EXERCISE TASK 1: Gather every line of the entries below that contains the string "cream", and copy each one. Case counts.

SELECTED EXTRACT:
-------------------------

As each file can have multiple non-derivative transactions, a new table is created. To join both tables for exploratory analysis, the accession number is also kept in this table as the primary key.  

This transaction table `tx_data` stores the following details:  

| Transaction Detail | Variable in DataFrame |
:--- | :--- 
Accession Number | `accession_no`
CIK | `CIK`
Stock Type (e.g. common stock) | `stock_type`
Transaction Date | `date`
Transaction Code | `code`
Acquired (A) or Disposed (D) | `acquired`
Number of Shares Transacted | `shares_exchanged`
Number of Shares Owned After Transaction | `net_shares_owned`
Stock Price During Transaction | `stock_price`
Whether Reporter has Direct Ownership | `direct_ownership`

In [None]:
data = pd.read_csv(FORM4_DETAIL_XML, sep='|')

In [None]:
content = requests.get('https://www.sec.gov/Archives/edgar/data/318154/000112760214017221/form4.xml').content
bs_content = bs(content, 'lxml')
# print(bs_content.prettify())
transactions = bs_content.find_all('nonderivativetransaction')
collected_data = []
for transaction in transactions:
  CIK = row.CIK
  accession_no = row.accession_no
try:
  stock_type = transaction.find('securitytitle').find('value').text 
except:
  stock_type = np.nan
  print("<securitytitle> not found")

try:
  date = datetime.datetime.strptime(transaction.find('transactiondate').find('value').text, "%Y-%m-%d").date()    # transaction date
except:
  date = np.nan
  print("<transactiondate> not found")

try:
  code = transaction.find('transactioncode').text       # # transaction code could be M, F
except:
  code = np.nan
  print("<transactioncode> not found")

try:
  acquired = (transaction.find('transactionacquireddisposedcode').find('value').text == 'A')
except:
  acquired = np.nan
  print("<transactionacquireddisposedcode> not found")

try:
  shares_exchanged = float(transaction.find('transactionshares').find('value').text)
  if acquired == False:
      shares_exchanged = -float(transaction.find('transactionshares').find('value').text)
except:
  shares_exchanged = np.nan
  print("<transactionshares> not found")


try:
  net_shares_owned = float(transaction.find('sharesownedfollowingtransaction').find('value').text)
except:
  print("<sharesownedfollowingtransaction> not found")

try:
  stock_price = float(transaction.find('transactionpricepershare').find('value').text)    # no stock price info if shares are 
except ValueError:
  stock_price = np.nan
  print("<transactionpricepershare> not found")

-------------------------

EXERCISE TASK 2: In the Form 4 parsing excerpt above, list every tag name that appears inside angle brackets in a "not found" print message.

SUPPLIED MATERIAL:
-------------------------

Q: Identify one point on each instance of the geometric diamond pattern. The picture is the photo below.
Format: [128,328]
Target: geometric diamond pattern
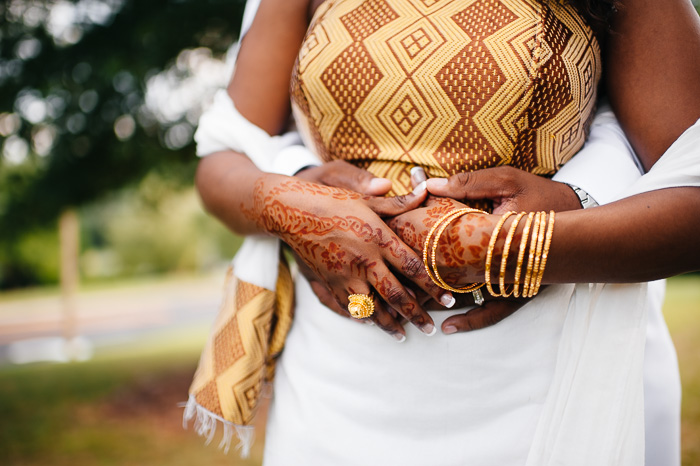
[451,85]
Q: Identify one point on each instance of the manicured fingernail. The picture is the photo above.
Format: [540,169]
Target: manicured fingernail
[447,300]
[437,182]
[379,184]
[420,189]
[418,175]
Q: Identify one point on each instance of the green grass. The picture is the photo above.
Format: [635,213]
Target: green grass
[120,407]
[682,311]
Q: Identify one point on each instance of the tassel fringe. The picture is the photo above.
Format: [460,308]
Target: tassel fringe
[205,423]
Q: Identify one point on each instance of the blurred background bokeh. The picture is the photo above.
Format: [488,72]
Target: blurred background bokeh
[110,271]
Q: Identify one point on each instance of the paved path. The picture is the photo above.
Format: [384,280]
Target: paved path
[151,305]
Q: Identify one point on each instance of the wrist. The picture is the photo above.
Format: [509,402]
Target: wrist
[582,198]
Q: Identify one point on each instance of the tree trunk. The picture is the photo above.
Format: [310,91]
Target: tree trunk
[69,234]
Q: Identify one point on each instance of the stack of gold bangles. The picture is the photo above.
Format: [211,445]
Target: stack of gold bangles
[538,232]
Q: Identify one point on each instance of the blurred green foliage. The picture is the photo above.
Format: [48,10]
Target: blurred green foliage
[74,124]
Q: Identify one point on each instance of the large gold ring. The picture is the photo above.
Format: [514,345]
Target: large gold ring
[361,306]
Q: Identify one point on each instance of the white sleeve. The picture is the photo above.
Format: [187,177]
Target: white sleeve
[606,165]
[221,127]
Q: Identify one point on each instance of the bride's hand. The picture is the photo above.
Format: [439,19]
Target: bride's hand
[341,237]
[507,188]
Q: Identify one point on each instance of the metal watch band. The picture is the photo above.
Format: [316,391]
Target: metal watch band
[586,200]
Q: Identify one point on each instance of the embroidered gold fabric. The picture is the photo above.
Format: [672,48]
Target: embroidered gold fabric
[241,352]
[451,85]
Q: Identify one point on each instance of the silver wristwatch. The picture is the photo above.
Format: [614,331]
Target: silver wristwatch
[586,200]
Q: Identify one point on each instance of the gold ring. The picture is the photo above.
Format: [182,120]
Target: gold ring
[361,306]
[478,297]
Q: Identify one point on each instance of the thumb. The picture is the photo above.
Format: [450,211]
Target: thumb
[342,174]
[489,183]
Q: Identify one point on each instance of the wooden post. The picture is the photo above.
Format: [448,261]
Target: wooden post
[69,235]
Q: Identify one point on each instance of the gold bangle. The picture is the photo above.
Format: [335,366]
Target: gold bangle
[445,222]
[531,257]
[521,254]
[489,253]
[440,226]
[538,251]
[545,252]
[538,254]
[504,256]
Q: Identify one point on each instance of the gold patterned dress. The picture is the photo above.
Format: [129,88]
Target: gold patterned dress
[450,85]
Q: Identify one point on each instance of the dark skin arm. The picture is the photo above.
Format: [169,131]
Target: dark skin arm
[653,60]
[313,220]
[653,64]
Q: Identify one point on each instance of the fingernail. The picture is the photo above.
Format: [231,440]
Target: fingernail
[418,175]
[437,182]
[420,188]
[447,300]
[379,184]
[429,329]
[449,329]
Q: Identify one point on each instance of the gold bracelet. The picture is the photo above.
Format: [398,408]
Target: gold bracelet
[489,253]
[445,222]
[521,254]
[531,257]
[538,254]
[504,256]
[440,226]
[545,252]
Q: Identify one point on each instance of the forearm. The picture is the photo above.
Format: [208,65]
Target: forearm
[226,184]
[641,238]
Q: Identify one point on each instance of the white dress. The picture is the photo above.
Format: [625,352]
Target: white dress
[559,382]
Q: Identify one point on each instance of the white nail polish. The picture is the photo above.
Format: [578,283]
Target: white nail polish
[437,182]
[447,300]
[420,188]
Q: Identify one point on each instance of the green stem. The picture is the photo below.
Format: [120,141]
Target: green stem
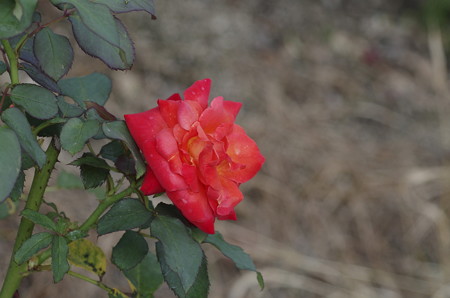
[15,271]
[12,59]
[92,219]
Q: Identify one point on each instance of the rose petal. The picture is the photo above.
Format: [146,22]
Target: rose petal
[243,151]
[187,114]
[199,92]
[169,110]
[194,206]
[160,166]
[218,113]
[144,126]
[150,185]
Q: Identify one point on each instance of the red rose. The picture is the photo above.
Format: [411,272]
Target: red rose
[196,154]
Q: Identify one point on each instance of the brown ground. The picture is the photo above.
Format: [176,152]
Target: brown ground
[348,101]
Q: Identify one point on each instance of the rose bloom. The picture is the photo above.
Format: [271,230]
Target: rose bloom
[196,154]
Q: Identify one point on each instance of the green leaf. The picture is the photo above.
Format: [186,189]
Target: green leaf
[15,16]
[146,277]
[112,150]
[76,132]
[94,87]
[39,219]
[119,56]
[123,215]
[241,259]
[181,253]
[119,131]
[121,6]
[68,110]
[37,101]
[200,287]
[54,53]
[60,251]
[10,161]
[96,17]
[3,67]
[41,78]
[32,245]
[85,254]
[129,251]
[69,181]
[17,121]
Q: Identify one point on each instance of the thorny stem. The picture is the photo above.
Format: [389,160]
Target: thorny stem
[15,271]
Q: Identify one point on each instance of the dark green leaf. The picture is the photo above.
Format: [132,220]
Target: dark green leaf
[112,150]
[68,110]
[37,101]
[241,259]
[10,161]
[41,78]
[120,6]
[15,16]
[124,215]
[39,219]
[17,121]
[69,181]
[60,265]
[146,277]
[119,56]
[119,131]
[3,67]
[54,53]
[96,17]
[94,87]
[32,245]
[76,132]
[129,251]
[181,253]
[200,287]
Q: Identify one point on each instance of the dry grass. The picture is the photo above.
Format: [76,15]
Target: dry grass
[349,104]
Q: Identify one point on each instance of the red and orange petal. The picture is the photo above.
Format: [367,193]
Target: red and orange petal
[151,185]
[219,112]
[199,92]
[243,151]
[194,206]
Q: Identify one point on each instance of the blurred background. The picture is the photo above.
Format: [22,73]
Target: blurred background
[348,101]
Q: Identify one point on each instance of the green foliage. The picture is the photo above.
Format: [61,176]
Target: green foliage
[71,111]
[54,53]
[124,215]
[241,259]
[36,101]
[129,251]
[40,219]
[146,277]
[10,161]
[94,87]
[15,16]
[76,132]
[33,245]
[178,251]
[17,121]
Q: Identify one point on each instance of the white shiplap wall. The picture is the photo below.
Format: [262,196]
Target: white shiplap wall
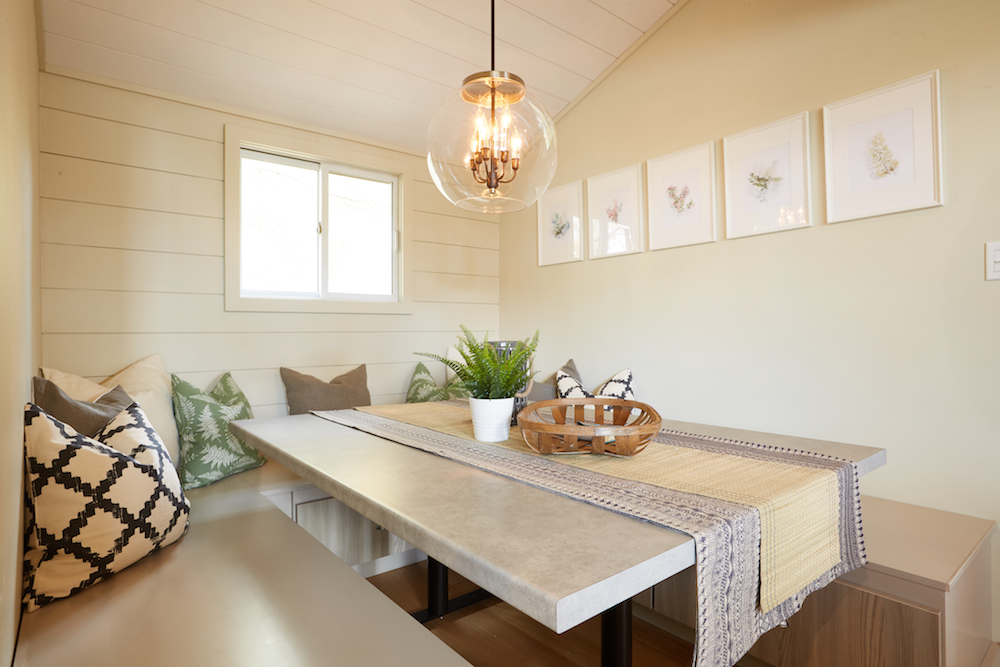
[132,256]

-------------------------

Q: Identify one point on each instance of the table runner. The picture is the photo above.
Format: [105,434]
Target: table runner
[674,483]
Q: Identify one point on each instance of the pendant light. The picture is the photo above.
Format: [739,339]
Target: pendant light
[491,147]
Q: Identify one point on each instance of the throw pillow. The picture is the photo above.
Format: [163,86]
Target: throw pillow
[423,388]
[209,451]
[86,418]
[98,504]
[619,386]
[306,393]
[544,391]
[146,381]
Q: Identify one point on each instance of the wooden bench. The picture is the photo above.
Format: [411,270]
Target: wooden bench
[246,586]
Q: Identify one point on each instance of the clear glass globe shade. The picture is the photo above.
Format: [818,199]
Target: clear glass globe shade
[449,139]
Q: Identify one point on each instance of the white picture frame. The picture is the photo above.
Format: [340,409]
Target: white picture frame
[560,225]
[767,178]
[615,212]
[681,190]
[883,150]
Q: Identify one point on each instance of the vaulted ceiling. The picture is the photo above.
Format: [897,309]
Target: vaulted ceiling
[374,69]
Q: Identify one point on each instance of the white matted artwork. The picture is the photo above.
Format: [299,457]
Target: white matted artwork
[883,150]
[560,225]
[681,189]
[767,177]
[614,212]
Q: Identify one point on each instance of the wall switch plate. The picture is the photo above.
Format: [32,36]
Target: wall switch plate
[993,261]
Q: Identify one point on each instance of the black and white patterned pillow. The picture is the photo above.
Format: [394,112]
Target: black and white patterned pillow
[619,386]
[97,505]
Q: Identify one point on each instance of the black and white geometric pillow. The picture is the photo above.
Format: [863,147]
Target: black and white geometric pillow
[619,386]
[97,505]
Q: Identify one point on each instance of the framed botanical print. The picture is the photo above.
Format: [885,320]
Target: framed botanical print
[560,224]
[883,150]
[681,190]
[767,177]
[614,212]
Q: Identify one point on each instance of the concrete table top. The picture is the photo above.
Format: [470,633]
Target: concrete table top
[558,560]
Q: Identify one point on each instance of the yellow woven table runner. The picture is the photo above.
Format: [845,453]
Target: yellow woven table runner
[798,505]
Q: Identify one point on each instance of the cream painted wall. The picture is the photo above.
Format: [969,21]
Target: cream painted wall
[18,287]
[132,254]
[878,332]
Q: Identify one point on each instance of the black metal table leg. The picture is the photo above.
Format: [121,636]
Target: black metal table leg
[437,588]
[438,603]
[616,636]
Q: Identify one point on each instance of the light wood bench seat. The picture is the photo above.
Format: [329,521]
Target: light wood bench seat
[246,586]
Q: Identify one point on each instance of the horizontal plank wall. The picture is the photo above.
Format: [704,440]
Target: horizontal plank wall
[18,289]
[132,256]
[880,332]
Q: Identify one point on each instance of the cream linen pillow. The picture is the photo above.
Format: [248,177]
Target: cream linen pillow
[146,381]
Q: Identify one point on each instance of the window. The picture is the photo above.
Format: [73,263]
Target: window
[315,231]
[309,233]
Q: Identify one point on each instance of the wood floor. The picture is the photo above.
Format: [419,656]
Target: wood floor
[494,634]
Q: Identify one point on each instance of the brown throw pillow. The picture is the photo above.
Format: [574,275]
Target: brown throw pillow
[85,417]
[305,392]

-------------------------

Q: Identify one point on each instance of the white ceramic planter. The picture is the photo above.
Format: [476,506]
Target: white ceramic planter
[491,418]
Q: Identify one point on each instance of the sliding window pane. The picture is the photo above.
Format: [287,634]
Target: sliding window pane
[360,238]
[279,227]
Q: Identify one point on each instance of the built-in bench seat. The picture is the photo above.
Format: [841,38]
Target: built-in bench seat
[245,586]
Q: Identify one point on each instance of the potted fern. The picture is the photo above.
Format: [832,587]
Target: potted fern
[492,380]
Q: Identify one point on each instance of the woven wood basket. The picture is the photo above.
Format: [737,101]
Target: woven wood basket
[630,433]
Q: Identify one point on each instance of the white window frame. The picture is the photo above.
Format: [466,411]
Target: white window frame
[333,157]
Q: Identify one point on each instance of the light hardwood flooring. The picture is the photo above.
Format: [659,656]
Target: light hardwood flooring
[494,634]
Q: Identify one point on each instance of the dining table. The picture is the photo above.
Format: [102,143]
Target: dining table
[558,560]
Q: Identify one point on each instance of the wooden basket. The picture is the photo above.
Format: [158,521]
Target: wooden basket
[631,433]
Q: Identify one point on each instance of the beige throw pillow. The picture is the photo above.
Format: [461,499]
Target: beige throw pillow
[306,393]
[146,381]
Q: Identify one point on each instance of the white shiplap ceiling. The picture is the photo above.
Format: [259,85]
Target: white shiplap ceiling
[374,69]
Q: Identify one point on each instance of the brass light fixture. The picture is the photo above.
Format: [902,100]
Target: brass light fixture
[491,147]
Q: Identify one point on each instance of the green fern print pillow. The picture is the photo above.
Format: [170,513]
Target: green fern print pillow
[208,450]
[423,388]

-------------------------

FULL SOLUTION 1:
Q: Identify one point on each instance of the cream painted wall. The picture is the photo above.
Target: cream painted wall
Q: Identify one point on each instance of the cream linen pillow. The picture is the photo above.
Target: cream linen pillow

FULL SOLUTION 2:
securitytitle
transactiondate
transactioncode
transactionacquireddisposedcode
transactionshares
sharesownedfollowingtransaction
transactionpricepershare